Your answer must be every line of the data that holds the string "distant".
**** Given entries ****
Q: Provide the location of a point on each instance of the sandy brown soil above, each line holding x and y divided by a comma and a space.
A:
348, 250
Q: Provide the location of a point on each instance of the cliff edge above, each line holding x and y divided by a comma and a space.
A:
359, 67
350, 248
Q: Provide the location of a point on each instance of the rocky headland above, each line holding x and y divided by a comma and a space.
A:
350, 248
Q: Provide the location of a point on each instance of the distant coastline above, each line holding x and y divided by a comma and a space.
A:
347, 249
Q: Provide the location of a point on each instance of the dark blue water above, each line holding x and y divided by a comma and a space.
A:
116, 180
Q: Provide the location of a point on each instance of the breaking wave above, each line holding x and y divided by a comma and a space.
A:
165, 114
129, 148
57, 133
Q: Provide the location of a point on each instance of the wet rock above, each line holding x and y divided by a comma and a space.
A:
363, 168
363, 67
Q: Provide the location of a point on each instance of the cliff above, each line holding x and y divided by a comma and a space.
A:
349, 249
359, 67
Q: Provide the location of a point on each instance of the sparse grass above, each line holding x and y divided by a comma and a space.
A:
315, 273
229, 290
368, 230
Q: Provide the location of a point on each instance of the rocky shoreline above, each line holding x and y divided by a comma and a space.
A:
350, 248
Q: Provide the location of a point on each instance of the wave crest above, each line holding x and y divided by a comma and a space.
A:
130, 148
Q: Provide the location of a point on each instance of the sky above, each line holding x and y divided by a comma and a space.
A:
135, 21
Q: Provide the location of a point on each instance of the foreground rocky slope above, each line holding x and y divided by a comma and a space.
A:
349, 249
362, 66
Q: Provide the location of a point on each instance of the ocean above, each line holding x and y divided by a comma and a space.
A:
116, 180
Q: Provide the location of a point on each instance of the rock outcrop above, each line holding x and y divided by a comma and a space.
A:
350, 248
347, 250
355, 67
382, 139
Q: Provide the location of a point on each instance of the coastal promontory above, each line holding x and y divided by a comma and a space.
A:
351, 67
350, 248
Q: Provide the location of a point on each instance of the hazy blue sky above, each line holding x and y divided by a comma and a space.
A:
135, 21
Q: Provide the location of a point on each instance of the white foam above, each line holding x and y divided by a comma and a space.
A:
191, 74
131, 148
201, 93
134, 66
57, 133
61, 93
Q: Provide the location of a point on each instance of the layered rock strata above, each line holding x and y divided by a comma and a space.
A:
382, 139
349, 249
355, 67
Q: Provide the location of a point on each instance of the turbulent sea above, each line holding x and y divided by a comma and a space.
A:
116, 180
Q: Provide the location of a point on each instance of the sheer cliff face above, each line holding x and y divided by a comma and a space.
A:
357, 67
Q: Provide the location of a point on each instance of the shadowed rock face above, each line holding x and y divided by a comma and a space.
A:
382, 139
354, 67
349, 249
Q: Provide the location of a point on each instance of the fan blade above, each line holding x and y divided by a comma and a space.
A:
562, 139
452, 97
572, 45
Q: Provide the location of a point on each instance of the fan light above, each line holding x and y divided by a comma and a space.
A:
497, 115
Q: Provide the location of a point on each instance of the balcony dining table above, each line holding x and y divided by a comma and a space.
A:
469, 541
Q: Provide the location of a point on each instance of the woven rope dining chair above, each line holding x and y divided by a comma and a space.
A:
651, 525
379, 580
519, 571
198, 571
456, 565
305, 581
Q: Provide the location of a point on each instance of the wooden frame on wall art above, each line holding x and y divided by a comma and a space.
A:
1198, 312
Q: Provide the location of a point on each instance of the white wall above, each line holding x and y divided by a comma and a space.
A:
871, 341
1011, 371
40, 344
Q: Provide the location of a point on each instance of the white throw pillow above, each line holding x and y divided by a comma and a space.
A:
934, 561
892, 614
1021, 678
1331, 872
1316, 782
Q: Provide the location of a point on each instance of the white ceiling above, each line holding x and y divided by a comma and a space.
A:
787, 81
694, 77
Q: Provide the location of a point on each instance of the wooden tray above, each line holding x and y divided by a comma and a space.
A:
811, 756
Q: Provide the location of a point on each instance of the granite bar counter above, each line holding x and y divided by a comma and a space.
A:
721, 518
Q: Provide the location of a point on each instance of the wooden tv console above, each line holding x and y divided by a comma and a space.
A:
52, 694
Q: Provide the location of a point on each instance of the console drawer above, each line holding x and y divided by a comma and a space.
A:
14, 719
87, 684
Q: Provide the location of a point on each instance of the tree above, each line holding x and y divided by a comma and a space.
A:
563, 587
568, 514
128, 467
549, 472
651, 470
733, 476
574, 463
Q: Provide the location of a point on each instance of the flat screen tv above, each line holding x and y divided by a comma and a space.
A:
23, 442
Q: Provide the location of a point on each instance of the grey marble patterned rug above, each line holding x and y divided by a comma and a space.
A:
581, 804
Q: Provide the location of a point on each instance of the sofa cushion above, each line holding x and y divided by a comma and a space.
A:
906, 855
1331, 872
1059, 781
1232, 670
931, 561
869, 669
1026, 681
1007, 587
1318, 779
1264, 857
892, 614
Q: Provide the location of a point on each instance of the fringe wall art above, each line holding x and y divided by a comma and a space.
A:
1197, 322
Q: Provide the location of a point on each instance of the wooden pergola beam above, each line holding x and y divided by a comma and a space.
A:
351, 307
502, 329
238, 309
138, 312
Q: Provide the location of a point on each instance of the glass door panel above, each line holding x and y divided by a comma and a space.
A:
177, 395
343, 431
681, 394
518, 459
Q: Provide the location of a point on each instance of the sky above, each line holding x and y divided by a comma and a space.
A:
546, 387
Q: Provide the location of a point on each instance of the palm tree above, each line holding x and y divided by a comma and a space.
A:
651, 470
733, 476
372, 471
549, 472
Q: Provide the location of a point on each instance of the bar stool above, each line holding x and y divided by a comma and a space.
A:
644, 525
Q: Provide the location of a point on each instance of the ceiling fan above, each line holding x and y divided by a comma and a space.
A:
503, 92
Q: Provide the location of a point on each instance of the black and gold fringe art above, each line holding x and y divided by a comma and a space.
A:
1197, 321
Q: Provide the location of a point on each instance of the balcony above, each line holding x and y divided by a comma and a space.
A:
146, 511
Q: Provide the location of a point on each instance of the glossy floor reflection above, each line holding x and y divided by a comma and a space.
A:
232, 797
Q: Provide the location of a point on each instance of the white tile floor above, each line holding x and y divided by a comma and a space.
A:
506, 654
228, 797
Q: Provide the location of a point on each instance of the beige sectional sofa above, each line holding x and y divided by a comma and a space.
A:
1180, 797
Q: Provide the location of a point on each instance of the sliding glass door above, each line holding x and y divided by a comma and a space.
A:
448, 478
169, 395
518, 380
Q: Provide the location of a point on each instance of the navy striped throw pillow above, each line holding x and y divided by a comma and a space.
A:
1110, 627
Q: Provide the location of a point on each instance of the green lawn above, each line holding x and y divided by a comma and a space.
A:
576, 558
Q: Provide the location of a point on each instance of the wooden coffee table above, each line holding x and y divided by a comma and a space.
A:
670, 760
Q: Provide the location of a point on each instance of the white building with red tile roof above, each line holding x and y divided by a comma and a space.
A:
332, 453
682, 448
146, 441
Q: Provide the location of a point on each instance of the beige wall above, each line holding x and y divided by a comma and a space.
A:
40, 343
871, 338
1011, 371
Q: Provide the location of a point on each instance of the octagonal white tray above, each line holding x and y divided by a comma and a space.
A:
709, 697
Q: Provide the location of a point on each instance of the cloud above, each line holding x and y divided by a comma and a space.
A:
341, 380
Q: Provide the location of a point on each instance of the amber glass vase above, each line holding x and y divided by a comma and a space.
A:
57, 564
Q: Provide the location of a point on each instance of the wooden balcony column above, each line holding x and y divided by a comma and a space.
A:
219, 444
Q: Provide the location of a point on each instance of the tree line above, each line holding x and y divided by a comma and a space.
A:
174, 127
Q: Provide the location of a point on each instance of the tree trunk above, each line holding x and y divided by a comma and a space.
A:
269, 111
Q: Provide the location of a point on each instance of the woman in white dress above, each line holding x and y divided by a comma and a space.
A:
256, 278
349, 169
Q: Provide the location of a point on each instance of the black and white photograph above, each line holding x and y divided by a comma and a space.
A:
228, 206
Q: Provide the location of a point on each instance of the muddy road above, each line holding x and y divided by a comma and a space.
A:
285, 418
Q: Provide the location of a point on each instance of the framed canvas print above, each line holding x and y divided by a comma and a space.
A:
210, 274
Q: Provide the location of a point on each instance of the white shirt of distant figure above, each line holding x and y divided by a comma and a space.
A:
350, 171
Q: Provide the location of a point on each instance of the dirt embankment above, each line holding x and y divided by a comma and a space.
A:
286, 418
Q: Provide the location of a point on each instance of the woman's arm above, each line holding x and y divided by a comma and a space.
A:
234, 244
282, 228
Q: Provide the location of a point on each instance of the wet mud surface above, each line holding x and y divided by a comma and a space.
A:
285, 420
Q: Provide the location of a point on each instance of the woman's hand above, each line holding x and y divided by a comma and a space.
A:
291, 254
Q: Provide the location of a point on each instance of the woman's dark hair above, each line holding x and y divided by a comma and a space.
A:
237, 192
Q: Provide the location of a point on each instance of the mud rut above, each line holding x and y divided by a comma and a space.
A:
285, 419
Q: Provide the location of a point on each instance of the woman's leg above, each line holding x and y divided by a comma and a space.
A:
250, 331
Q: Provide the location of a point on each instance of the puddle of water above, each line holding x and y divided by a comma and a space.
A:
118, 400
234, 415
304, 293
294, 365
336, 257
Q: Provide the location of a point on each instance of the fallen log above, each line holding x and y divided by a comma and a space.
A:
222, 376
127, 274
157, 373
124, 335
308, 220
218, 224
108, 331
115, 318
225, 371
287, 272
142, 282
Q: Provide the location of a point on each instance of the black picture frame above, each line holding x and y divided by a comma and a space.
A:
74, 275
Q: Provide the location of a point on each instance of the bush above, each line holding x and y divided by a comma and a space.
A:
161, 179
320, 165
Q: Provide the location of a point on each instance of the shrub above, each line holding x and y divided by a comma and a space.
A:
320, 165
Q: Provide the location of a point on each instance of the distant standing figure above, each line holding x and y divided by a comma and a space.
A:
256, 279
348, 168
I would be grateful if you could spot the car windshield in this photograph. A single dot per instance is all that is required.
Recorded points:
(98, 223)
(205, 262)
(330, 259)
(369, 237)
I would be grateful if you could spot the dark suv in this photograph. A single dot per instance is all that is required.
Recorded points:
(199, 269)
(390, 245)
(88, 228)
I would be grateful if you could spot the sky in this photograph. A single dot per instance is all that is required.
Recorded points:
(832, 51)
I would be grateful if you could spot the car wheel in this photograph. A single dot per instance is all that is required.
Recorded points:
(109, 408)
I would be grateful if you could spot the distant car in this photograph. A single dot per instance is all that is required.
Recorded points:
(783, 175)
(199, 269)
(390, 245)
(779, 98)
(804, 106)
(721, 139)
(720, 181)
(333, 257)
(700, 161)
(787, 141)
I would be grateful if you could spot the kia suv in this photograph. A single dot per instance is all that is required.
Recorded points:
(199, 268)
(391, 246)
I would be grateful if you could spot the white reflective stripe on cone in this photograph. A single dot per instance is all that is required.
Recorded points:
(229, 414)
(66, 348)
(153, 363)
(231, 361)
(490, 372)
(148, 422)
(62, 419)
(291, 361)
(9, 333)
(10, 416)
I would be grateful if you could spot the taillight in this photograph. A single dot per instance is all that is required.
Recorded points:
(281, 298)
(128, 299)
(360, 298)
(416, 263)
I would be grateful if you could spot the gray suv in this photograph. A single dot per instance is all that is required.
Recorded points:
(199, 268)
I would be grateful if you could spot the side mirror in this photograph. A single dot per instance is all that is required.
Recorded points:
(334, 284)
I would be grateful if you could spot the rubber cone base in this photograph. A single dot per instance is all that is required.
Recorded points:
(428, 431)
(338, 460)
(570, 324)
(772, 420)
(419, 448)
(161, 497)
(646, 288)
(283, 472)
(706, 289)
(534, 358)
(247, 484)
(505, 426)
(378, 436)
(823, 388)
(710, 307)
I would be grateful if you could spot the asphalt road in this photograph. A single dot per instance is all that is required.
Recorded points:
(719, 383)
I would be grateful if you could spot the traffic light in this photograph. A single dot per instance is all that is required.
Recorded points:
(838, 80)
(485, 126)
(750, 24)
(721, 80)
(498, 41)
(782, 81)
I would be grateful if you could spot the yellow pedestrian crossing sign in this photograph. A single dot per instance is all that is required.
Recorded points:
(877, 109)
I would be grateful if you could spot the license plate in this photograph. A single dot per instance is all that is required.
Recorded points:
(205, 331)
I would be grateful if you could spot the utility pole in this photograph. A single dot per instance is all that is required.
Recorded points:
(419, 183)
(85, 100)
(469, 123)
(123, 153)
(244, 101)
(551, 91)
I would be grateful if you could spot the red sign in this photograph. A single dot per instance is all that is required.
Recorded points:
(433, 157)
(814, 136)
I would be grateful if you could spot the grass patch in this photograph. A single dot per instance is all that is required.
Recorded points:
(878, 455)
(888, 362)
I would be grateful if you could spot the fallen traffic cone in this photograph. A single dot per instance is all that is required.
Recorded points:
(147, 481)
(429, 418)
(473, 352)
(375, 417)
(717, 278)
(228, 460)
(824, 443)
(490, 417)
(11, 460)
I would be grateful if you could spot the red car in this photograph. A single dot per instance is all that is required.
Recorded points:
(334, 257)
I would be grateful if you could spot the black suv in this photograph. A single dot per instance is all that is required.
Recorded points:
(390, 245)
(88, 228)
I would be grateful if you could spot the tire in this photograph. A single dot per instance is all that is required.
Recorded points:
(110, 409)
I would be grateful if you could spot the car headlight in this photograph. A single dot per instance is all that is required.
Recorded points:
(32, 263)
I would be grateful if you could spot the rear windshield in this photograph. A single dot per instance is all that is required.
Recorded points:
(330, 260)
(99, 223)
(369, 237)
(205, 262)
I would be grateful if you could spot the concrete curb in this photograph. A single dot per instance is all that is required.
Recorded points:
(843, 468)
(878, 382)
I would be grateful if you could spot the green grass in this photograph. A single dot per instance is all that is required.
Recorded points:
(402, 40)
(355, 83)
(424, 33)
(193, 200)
****
● Solution:
Q: Provide the location of a point on each instance of the distant coastline above, each line holding x and y divided by a comma and a space.
Q: Provide the location of a point on each instance of the white shirt of distant figure above, each line holding x and y divided by a comma and a space.
Q: Provide the location of a point on each instance of the distant standing figure above, each line holding x and y divided by a comma and a space.
I would be grateful if you could spot the distant car in this photograph. A single dot per instance is all that is required.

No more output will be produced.